-- Records for processing start --
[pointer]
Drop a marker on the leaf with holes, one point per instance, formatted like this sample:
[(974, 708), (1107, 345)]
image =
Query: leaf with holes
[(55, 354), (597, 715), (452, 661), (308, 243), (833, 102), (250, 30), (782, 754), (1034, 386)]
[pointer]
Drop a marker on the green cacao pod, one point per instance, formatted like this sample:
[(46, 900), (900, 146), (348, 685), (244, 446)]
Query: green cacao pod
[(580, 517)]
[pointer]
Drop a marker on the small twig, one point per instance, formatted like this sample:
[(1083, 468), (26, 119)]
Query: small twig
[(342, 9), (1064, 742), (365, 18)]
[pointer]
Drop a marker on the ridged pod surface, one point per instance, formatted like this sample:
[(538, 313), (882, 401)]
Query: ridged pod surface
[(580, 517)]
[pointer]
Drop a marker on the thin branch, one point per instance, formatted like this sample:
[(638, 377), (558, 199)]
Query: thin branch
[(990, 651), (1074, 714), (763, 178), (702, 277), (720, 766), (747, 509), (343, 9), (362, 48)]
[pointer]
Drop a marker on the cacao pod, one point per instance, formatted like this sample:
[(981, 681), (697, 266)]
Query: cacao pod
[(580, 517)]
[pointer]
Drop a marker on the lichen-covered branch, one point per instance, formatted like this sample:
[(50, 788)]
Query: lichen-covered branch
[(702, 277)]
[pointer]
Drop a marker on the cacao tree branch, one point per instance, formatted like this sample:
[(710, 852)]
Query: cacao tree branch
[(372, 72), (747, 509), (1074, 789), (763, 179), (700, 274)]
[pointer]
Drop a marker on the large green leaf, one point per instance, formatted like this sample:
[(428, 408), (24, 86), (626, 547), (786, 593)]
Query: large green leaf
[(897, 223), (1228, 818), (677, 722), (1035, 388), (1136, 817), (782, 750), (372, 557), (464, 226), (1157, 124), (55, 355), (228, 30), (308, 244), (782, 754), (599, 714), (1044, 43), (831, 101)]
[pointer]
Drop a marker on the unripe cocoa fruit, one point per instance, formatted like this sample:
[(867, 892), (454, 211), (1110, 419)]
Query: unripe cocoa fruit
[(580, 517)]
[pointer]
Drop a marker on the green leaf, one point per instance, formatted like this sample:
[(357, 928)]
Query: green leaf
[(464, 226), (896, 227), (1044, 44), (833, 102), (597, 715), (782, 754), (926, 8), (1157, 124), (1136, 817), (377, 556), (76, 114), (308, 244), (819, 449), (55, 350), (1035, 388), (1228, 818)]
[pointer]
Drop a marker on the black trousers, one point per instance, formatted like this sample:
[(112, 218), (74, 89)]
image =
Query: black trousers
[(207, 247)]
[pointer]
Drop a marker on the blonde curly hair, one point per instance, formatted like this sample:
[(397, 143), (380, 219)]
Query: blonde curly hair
-- Records for processing end --
- [Your instructions]
Convert every line of the material above into a JSON list of strings, one string per line, leaving out blank lines.

- [Task answer]
[
  "[pointer]",
  "Drop a marker on the leaf with holes, one point per instance, formatted like this sample:",
  "[(974, 708), (1107, 345)]",
  "image =",
  "Query: leaf with holes",
  "[(55, 354), (597, 715), (452, 661), (308, 243), (833, 102), (250, 30), (782, 754), (1034, 386)]",
  "[pointer]",
  "Drop a marker on the green cacao pod, one point per instance, formatted like this sample:",
  "[(46, 900), (900, 146), (348, 685), (244, 446)]",
  "Query: green cacao pod",
  "[(580, 517)]",
  "[pointer]",
  "Drop a marker on the small twig, one point per instance, formatted like this sample:",
  "[(1083, 468), (26, 119)]",
  "Query: small twig",
  "[(342, 9), (1064, 742), (365, 18)]",
  "[pointer]",
  "Drop a marker on the ridged pod surface, one point per instance, formatted like this sample:",
  "[(538, 313), (882, 401)]",
  "Query: ridged pod surface",
  "[(580, 517)]",
  "[pointer]",
  "Drop a marker on the thin branch, one point per instance, formatted like this sample:",
  "[(638, 377), (558, 199)]",
  "Query: thin branch",
  "[(990, 651), (1074, 714), (763, 178), (702, 277), (720, 766), (747, 509), (343, 9), (362, 48)]",
  "[pointer]",
  "Drop a marker on the cacao pod, one point per instance, formatted like this sample:",
  "[(981, 681), (697, 266)]",
  "Query: cacao pod",
  "[(580, 517)]",
  "[pointer]",
  "Drop a marker on the lichen-covered branch, one point per instance, formatted like this sample:",
  "[(50, 788)]",
  "Query: lichen-covered branch",
  "[(702, 277)]",
  "[pointer]",
  "Drop a marker on the cacao tree branch, one point per instance, formatted like this sample:",
  "[(710, 852)]",
  "Query: cacao tree branch",
  "[(372, 72), (747, 509), (1074, 789), (763, 179), (700, 274)]",
  "[pointer]",
  "Drop a marker on the large green leaf, one point per instance, formatted like this sample:",
  "[(428, 408), (24, 86), (626, 547), (786, 593)]",
  "Query: large green leaf",
  "[(897, 223), (1228, 818), (677, 722), (1035, 388), (1136, 817), (782, 750), (372, 557), (464, 226), (1157, 124), (55, 355), (228, 30), (308, 244), (782, 754), (599, 714), (1044, 43), (831, 101)]",
  "[pointer]",
  "Drop a marker on the unripe cocoa fruit, one point per instance, formatted like this sample:",
  "[(867, 892), (454, 211), (1110, 419)]",
  "Query: unripe cocoa fruit",
  "[(580, 517)]",
  "[pointer]",
  "Drop a marker on the green leaf, one point per instance, formatted like this sample:",
  "[(357, 928)]",
  "Query: green leaf",
  "[(464, 226), (896, 227), (1044, 44), (833, 102), (597, 715), (782, 754), (926, 8), (1157, 124), (1136, 817), (377, 556), (76, 114), (308, 244), (819, 449), (55, 350), (1035, 388), (1228, 818)]",
  "[pointer]",
  "Drop a marker on the black trousers, one point per instance, formatted like this sample:",
  "[(112, 218), (74, 89)]",
  "image =",
  "Query: black trousers",
  "[(207, 247)]",
  "[pointer]",
  "Drop a marker on the blonde curly hair, one point per instance, formatted like this sample:",
  "[(397, 143), (380, 219)]",
  "Query: blonde curly hair"
]